# EXERCISE BRIEF
Can you render the records as a Markdown table with the columns Row and Text, from the first line of the records through the line containing "x=644, y=267", putting each line's number under Row and the line itself under Text, and skipping blank lines?
─── RECORDS FOR THE TASK ───
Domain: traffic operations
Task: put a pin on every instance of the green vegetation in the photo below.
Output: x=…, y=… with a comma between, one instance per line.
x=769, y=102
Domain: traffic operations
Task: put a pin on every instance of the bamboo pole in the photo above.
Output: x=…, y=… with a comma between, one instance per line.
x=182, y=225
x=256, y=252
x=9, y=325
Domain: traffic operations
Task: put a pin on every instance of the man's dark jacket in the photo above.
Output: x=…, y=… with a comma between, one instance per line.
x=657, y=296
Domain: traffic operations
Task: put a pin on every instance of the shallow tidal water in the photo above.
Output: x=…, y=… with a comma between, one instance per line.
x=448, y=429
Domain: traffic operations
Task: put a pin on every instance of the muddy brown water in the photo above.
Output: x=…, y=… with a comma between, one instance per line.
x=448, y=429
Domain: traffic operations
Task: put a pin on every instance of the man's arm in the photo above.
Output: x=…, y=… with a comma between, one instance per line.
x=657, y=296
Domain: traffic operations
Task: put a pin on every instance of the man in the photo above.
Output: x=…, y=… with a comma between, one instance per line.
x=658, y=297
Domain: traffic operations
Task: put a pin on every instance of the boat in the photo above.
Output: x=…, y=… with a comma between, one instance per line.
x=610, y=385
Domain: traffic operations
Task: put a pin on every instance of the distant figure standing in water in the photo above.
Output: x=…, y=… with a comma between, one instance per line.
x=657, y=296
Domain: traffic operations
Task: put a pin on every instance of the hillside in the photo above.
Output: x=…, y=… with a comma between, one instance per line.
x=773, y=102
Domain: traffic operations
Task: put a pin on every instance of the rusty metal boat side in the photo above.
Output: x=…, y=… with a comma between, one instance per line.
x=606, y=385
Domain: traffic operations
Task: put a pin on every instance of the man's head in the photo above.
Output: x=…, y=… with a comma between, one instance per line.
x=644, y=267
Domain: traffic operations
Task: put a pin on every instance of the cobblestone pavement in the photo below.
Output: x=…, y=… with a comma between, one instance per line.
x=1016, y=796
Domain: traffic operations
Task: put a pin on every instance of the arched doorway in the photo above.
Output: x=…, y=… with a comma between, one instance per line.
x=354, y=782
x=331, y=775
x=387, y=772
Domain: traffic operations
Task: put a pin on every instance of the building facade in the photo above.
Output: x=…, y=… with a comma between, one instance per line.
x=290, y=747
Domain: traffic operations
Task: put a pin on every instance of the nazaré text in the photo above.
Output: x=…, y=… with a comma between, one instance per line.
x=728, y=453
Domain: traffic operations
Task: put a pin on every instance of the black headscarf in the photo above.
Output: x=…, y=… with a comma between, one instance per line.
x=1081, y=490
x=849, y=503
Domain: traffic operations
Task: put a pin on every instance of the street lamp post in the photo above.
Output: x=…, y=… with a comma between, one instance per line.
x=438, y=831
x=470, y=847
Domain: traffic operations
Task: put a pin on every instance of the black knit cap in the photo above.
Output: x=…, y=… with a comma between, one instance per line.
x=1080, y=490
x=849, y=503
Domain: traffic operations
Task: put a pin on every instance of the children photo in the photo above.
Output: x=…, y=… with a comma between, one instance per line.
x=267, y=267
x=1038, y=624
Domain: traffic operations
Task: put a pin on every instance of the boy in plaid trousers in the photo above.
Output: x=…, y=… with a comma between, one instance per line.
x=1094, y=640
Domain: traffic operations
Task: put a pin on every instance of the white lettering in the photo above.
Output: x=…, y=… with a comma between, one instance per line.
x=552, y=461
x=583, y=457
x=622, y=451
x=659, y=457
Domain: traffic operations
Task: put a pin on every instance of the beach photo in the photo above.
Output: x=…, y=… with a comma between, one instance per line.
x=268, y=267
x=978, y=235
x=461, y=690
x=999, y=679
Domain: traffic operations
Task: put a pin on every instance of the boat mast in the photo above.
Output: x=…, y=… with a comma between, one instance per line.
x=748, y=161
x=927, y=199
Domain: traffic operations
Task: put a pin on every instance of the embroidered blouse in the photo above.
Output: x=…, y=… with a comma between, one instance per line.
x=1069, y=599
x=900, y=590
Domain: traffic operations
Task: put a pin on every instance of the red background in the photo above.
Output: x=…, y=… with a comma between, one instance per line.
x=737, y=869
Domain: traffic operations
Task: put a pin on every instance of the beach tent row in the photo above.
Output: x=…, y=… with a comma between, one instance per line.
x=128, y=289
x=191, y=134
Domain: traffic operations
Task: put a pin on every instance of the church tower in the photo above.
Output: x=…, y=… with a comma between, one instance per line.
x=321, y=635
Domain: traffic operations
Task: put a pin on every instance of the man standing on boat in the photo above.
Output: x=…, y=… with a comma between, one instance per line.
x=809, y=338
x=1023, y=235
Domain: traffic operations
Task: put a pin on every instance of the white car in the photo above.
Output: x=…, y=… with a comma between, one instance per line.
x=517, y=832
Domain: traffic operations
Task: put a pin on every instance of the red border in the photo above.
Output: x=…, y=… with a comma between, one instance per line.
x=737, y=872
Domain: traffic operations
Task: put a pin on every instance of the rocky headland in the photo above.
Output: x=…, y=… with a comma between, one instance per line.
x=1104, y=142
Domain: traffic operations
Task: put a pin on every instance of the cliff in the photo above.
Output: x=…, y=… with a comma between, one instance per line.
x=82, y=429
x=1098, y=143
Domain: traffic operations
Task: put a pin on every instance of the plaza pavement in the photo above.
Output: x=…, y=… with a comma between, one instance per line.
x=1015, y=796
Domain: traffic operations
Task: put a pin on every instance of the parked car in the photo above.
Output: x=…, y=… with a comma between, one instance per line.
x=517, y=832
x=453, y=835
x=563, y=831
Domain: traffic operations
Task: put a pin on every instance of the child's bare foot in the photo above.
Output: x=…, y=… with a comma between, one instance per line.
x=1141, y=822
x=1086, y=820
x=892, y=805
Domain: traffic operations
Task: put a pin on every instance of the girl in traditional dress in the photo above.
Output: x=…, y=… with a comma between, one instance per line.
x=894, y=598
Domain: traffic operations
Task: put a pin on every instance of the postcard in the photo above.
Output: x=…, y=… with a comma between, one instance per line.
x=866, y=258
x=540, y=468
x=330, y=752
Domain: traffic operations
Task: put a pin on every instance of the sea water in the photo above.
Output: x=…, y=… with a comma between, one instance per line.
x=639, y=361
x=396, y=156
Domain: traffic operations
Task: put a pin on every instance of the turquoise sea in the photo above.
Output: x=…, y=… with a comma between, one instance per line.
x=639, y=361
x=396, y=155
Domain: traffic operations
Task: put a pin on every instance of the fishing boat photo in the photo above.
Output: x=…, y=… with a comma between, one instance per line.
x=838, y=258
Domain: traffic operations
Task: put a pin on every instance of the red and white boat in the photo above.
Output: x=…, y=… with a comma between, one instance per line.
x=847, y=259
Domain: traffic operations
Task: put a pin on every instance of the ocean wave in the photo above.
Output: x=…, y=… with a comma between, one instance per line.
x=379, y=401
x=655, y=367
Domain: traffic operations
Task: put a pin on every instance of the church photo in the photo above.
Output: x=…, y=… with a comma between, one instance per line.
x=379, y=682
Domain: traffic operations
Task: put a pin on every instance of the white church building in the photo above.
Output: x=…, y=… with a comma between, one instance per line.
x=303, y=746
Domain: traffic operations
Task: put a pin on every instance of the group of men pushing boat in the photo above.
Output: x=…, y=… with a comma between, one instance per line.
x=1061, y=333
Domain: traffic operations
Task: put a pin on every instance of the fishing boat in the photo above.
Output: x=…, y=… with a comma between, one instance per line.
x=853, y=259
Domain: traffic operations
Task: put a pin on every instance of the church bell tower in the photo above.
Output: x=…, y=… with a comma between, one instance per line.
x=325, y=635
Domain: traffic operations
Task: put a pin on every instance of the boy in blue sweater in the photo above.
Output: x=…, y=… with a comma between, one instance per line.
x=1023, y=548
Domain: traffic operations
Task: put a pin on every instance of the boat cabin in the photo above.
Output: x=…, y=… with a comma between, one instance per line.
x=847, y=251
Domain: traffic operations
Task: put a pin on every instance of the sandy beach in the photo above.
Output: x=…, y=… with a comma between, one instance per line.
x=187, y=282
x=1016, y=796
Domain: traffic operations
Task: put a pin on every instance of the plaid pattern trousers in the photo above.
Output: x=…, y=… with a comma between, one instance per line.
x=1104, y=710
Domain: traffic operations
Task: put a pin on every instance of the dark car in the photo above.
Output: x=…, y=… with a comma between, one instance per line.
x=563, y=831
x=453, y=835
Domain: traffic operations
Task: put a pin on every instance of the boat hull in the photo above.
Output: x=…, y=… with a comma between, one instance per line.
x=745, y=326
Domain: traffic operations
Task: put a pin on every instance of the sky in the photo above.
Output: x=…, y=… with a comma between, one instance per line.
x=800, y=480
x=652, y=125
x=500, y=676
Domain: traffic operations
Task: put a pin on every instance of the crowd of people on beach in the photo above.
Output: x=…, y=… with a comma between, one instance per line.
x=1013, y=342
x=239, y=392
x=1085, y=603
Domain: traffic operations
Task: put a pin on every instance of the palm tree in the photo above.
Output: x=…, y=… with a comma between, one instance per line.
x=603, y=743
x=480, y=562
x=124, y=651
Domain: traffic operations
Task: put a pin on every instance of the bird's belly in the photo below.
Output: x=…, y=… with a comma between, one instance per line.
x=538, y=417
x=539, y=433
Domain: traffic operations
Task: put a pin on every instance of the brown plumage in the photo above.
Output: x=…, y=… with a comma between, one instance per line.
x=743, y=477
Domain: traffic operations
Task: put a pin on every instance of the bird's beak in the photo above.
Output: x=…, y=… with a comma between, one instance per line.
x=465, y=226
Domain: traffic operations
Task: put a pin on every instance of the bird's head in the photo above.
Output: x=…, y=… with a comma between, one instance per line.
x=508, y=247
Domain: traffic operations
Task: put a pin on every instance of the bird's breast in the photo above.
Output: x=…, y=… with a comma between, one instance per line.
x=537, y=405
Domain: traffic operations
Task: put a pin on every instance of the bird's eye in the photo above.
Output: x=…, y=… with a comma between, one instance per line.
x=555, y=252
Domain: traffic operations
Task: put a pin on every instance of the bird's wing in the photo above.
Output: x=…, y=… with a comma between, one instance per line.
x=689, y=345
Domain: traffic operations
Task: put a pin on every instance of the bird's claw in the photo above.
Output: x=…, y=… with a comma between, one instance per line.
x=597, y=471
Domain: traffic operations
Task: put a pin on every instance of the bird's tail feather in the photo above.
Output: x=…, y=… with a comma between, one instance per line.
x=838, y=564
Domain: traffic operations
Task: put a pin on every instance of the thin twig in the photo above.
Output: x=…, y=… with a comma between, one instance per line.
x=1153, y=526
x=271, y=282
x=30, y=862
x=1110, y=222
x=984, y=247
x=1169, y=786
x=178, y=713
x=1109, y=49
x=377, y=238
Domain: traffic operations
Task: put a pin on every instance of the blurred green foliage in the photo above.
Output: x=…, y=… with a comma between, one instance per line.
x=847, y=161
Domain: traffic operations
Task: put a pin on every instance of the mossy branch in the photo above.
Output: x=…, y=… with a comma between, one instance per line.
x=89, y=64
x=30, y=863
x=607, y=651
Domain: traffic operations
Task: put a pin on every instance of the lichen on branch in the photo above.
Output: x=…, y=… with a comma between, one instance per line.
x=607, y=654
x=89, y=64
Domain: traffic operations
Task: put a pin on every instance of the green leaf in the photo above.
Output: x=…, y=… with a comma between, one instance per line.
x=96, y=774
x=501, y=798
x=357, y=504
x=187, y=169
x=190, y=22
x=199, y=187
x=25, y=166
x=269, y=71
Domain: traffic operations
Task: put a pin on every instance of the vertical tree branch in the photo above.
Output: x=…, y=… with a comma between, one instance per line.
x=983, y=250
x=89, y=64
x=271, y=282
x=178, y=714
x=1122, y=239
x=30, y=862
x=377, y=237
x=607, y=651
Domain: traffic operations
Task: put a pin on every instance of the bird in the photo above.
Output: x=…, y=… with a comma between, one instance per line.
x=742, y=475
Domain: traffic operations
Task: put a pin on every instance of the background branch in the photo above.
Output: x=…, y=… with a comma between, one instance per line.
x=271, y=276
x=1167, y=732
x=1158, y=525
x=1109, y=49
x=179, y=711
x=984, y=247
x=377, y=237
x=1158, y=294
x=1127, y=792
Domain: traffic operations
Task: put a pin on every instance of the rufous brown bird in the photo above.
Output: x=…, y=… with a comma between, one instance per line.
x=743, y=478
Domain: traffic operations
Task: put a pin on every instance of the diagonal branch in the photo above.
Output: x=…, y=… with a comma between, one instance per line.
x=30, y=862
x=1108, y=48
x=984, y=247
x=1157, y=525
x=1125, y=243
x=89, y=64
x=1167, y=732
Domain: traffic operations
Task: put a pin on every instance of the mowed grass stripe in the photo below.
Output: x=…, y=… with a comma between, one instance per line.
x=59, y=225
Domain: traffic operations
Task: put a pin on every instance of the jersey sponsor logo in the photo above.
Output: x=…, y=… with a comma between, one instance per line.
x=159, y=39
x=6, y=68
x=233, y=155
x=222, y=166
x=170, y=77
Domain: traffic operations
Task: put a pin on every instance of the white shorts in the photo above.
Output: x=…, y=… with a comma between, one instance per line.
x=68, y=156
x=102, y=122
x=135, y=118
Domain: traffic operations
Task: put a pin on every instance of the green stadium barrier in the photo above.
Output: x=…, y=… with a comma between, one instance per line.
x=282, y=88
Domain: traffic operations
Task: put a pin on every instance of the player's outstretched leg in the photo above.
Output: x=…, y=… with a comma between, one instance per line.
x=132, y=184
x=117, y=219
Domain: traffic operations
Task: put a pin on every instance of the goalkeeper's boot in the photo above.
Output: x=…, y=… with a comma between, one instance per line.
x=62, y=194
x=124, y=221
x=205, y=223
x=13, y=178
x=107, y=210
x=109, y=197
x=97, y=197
───
# EXERCISE RESPONSE
| Row | Text |
|---|---|
| 1 | Domain: traffic operations |
| 2 | Task: put a pin on every instance of the green vegetation in the photo below. |
| 3 | Output: x=…, y=… with a comma between, one instance per line. |
| 4 | x=769, y=102 |
| 5 | Domain: traffic operations |
| 6 | Task: put a pin on every instance of the bamboo pole in the photo above. |
| 7 | Output: x=…, y=… with a comma between, one instance per line. |
| 8 | x=182, y=225 |
| 9 | x=256, y=252 |
| 10 | x=9, y=325 |
| 11 | Domain: traffic operations |
| 12 | Task: put a pin on every instance of the man's dark jacket in the photo above. |
| 13 | Output: x=…, y=… with a comma between, one instance per line. |
| 14 | x=657, y=296 |
| 15 | Domain: traffic operations |
| 16 | Task: put a pin on every instance of the shallow tidal water in the photo above. |
| 17 | Output: x=…, y=… with a comma between, one instance per line. |
| 18 | x=448, y=429 |
| 19 | Domain: traffic operations |
| 20 | Task: put a pin on every instance of the muddy brown water in the photo above. |
| 21 | Output: x=…, y=… with a comma between, one instance per line. |
| 22 | x=448, y=429 |
| 23 | Domain: traffic operations |
| 24 | Task: put a pin on every instance of the man's arm in the photo above. |
| 25 | Output: x=…, y=… with a comma between, one instance per line. |
| 26 | x=657, y=296 |
| 27 | Domain: traffic operations |
| 28 | Task: put a pin on every instance of the man in the photo above. |
| 29 | Output: x=…, y=… with a comma between, one instance per line. |
| 30 | x=658, y=297 |
| 31 | Domain: traffic operations |
| 32 | Task: put a pin on every instance of the boat in the photo above. |
| 33 | Output: x=…, y=… with a comma between, one instance per line. |
| 34 | x=610, y=385 |
| 35 | Domain: traffic operations |
| 36 | Task: put a pin on every instance of the distant figure standing in water in the photo above. |
| 37 | Output: x=…, y=… with a comma between, one instance per line. |
| 38 | x=657, y=296 |
| 39 | Domain: traffic operations |
| 40 | Task: put a pin on every instance of the hillside in the photo above. |
| 41 | Output: x=…, y=… with a comma between, one instance per line. |
| 42 | x=773, y=102 |
| 43 | Domain: traffic operations |
| 44 | Task: put a pin on every instance of the rusty metal boat side in the photo above. |
| 45 | Output: x=…, y=… with a comma between, one instance per line. |
| 46 | x=606, y=385 |
| 47 | Domain: traffic operations |
| 48 | Task: put a pin on every instance of the man's head in the photo above. |
| 49 | Output: x=…, y=… with a comma between, one instance per line. |
| 50 | x=644, y=267 |